### Objective
The entire listing is to be repeated verbatim.

Items listed in a dataset
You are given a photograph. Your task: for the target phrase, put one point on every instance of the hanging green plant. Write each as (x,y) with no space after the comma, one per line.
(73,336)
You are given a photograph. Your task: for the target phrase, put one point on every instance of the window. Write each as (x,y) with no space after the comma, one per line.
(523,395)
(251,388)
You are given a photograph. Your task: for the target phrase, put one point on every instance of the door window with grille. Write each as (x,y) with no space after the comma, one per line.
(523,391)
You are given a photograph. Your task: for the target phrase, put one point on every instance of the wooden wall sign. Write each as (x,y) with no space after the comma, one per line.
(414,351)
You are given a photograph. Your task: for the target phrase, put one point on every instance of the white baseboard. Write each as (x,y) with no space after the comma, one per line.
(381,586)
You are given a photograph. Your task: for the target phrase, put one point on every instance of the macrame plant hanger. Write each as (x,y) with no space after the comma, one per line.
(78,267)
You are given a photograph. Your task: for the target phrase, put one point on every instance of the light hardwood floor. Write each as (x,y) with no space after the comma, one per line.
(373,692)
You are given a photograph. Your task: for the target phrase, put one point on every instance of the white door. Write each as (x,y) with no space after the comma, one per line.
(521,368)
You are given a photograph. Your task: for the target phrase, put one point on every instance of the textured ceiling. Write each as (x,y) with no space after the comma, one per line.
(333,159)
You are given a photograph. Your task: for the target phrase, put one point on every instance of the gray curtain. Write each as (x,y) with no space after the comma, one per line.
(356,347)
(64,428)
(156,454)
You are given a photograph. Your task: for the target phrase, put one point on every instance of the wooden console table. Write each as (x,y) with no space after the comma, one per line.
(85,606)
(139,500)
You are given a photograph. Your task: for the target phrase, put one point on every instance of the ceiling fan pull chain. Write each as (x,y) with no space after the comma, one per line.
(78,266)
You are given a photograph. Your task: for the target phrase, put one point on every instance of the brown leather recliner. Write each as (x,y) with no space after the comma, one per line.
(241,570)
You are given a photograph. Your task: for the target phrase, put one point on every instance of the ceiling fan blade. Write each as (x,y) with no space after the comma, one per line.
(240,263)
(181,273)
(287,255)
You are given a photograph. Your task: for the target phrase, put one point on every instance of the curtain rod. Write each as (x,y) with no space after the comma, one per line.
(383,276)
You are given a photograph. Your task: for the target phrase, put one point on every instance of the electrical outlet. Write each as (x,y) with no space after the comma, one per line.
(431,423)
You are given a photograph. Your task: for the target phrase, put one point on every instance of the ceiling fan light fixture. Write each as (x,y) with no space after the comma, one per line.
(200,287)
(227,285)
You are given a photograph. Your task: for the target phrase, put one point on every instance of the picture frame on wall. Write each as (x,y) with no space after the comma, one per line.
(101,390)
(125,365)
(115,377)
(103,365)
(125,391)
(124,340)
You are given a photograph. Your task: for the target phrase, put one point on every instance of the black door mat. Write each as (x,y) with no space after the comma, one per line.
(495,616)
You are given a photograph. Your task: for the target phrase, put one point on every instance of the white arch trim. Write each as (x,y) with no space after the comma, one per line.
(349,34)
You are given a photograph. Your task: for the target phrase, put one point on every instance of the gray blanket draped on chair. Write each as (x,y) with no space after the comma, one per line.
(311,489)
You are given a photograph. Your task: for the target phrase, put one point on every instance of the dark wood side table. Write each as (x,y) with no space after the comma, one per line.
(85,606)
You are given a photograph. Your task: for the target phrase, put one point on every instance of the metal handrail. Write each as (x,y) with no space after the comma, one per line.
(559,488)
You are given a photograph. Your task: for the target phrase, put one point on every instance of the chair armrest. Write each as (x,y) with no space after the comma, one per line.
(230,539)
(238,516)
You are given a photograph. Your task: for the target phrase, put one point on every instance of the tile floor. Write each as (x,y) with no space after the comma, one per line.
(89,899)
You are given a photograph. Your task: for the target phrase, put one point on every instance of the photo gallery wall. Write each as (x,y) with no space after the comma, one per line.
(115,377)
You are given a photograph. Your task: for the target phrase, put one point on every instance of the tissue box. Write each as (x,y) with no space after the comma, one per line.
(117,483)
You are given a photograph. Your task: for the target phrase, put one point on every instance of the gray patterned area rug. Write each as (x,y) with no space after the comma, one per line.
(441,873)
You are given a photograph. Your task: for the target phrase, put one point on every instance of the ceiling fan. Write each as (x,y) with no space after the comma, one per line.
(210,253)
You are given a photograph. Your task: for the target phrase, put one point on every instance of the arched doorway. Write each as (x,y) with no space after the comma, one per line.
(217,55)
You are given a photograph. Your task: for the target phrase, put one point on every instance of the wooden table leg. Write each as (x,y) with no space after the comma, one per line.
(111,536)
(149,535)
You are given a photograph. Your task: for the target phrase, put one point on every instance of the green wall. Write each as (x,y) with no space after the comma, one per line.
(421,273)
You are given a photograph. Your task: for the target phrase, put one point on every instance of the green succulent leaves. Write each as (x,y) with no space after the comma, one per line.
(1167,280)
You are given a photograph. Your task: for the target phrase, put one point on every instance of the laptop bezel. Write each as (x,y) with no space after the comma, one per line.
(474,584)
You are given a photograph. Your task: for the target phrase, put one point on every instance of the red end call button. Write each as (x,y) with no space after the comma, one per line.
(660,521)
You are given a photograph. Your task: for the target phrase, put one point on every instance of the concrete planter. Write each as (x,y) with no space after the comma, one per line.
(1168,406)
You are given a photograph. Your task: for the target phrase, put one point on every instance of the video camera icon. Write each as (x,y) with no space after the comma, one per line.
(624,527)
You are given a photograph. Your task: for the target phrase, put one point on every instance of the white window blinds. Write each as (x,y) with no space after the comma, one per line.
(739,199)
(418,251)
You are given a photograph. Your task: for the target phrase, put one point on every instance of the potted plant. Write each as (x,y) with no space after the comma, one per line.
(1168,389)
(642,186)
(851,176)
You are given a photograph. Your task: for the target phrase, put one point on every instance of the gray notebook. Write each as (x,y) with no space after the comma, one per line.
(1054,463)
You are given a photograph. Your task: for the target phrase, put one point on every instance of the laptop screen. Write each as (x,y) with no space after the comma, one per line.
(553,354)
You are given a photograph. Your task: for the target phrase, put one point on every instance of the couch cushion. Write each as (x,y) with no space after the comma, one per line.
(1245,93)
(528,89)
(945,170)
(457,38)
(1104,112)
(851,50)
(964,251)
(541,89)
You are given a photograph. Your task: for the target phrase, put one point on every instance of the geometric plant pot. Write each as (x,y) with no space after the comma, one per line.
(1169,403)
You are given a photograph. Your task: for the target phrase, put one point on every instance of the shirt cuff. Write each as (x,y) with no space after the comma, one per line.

### Reply
You are given a photograph. Your task: for the target phrase, put one point on every instance of the hanging green plant. Write each as (x,y) with no space after the comma, one per line.
(73,336)
You are given a photograph. Your task: for the target phrase, put one point on every instance of the window. Write each as (x,y) with no space after the comma, one per line.
(523,395)
(251,388)
You are given a photograph. Your task: for the target phrase, put one point on every instance of the door window with grille. Write each as (x,y) with no space after the comma, one per line.
(523,391)
You are given a photograph. Your task: for the target phrase, put one point on every instance of the wooden wall sign. Write each as (x,y) with no space after the comma, one per line.
(414,351)
You are given a photograph. Your task: for the target phrase, put one point on every instance of the white baseboard. Write each as (x,y) with no space after the comma, one per line.
(381,586)
You are given a photograph. Your task: for the target phrase, put one point on every instance of the macrame plant hanger. Write each as (x,y) with no space after the comma, one per line.
(78,267)
You are given a photograph. Your task: for the target phrase, put one point on every instance of the light hardwood floor. Write each as (x,y) with no space after the comma, one per line.
(373,692)
You are given a photograph. Your task: for the target phrase, put one point on every instance of the white door. Write each as (x,y) with no space after the comma, one per line.
(521,368)
You are given a photograph. Your task: for the target phrase, put one point on every instance of the textured ceiling. Write each as (x,y) with no space after the comma, one per line.
(333,159)
You are given a photograph. Your task: for the target phrase, put one point on every instance of the gray curtain. Write each as (x,y) with no space after the comma, one per line.
(356,347)
(64,428)
(156,454)
You are given a photograph. Your task: for the target phrase, put one point on every instance of the wooden console table. Write each as (x,y) with no space after the comma, one per line.
(85,606)
(139,500)
You are given a photograph. Your task: for the target phrase, put one point on every instance of the ceiling fan pull chain. Write each as (x,y) with no space after the comma, one per line.
(78,266)
You are given a photograph. Your task: for the target phrase, put one point on every instance of the brown leather recliner. Write each as (x,y) with no space after the comma, one per line.
(241,570)
You are given a photograph. Your task: for the target phrase, put one point on every instance of the ceiling fan blade. Write each as (x,y) with no space after the comma, one per line.
(240,263)
(181,273)
(287,255)
You are given a photograph. Your task: for the target phrase, put one point on every instance of the curtain rod. Write each as (x,y) with no space after the comma, one per line.
(383,276)
You are given a photograph. Your task: for the target phrase, put one point on every instance of the electrical outlet. Write each as (x,y) with no space after the comma, one per line.
(431,423)
You are given a photograph. Your task: for the target phrase, put one point on every instance of the ceiling fan light fixture. Write each as (x,y) with no space after the comma, one per line.
(200,287)
(227,285)
You are given a photograph. Your task: for the target phrase, put one point on every instance of the picture frame on wall. Write each as (x,y) with no space after the comma, one per line.
(101,390)
(125,365)
(115,377)
(103,365)
(125,391)
(124,340)
You are given a photograph. Your task: for the target phrase, put one point on every instance of the black door mat. Write each as (x,y) with no space after the comma, one per line.
(495,616)
You are given a photograph. Your task: for the target phrase, put one point on every instance of the white arch trim. Write each as (x,y) with no space after the comma, one per line.
(349,34)
You are given a photograph. Your task: for the target phrase, put one point on every instance of the gray blanket draped on chair. Write each as (x,y) with no space after the comma, one per line.
(311,489)
You are given a photograph. Your task: for the target phrase, put one point on every instance of the dark wood side table. Write each as (x,y) with no space after the comma, one per line.
(85,606)
You are given a photograph. Your task: for the target phrase, put one point on every instance of the metal handrail. Write each as (x,y) with no space after the comma, one per line.
(559,488)
You are given a photograph. Your task: for the target phrase, put one point on every instance of the chair armrest. Write each as (x,y) with no space after the comma, one per line.
(230,539)
(238,516)
You are given a photograph. Your task: for the target phrase, put one point on every instance of the tile floor. Write each as (x,y) with no space after the comma, one per line.
(89,899)
You are given a photograph. Your task: for the target phrase, put one point on every instance of the photo gallery wall. Write each as (x,y) with no space after the comma, one per line.
(115,377)
You are given a photograph. Your task: for the target phrase, put one point on every instance of the tissue box. Write each as (x,y) with no space after the comma, one per line.
(117,483)
You are given a photograph. Your task: for the target phrase, put one point on every instance of the gray patterned area rug. Write each as (x,y) with no space after the comma, one per line.
(441,873)
You are given a photograph. Your task: for the target phrase, put one point on every instance of the ceiling fan. Write each as (x,y) with no space after the comma, one per line.
(210,253)
You are given a photograph. Your task: for the target phrase, put one point on every instance of the arched doorway. Write each as (x,y) with no space after the comma, one per line.
(217,55)
You are given a photograph. Your task: for the target phrase, put one point on every instance of the wooden table leg. Write each as (x,y) with no space after the comma, one per line.
(111,536)
(149,535)
You are given a photograph. Your task: for the target phrase, put one point on every instance of the green wall. Write each as (x,y) with no space after the comma, one per line.
(421,273)
You are given a photograph. Your task: for the target phrase, put one point on every instance of the green succulent leaves. Write each as (x,y) with no space after the comma, one per line.
(1167,280)
You are given a photograph. Your task: for the target phrase, put one point on every instance of the laptop bezel. Write each as (x,y) with no space after the comma, one per line.
(474,584)
You are given a photograph. Your task: for the target phrase, put one point on every instance of the red end call button. Write each as (x,y) with no space after the comma, one per line.
(660,521)
You are given a photograph. Your task: for the target phrase, put one point on every instance of the concrete planter. Write each as (x,y) with no space after the comma, one per line.
(1168,406)
You are given a photograph. Your task: for the target phrase, put one point on every instance of the video camera icon. Write each as (x,y) with no space after the comma, one per line.
(624,527)
You are given a photograph. Your task: for the target phrase, put one point on every instance of the white window blinds. Write each as (x,y) with no space after the comma, one per line.
(739,199)
(418,251)
You are given a photograph. Your task: for the target phrase, put one point on every instance of the potted plant. Write each as (x,y) with no space after the comma, one per line.
(1168,389)
(642,186)
(851,176)
You are given a photograph. Your task: for the target phrase, put one point on every instance of the gray notebook. Write each as (x,y) with no space after the comma, one per line.
(1054,463)
You are given a photograph. Your task: for the target phrase, put one point on every instance of the laptop screen. Write each as (x,y) with no space after the comma, one per line.
(553,354)
You are given a photograph. Your task: for the target phrase, put one point on every instance of the couch cushion. Write each as (x,y) with no space after the comma, one per line.
(1245,93)
(528,89)
(945,170)
(457,38)
(1104,112)
(851,50)
(964,251)
(541,89)
You are given a photograph. Your task: for the target phrase, put one point on every instance of the geometric plant pot. Write each as (x,y) with no space after the comma, one per line.
(1169,403)
You are given a photograph. Your task: for the target phrase, put one point on every instance of the shirt cuff. Write each as (x,y) with no space after the comma, one per line.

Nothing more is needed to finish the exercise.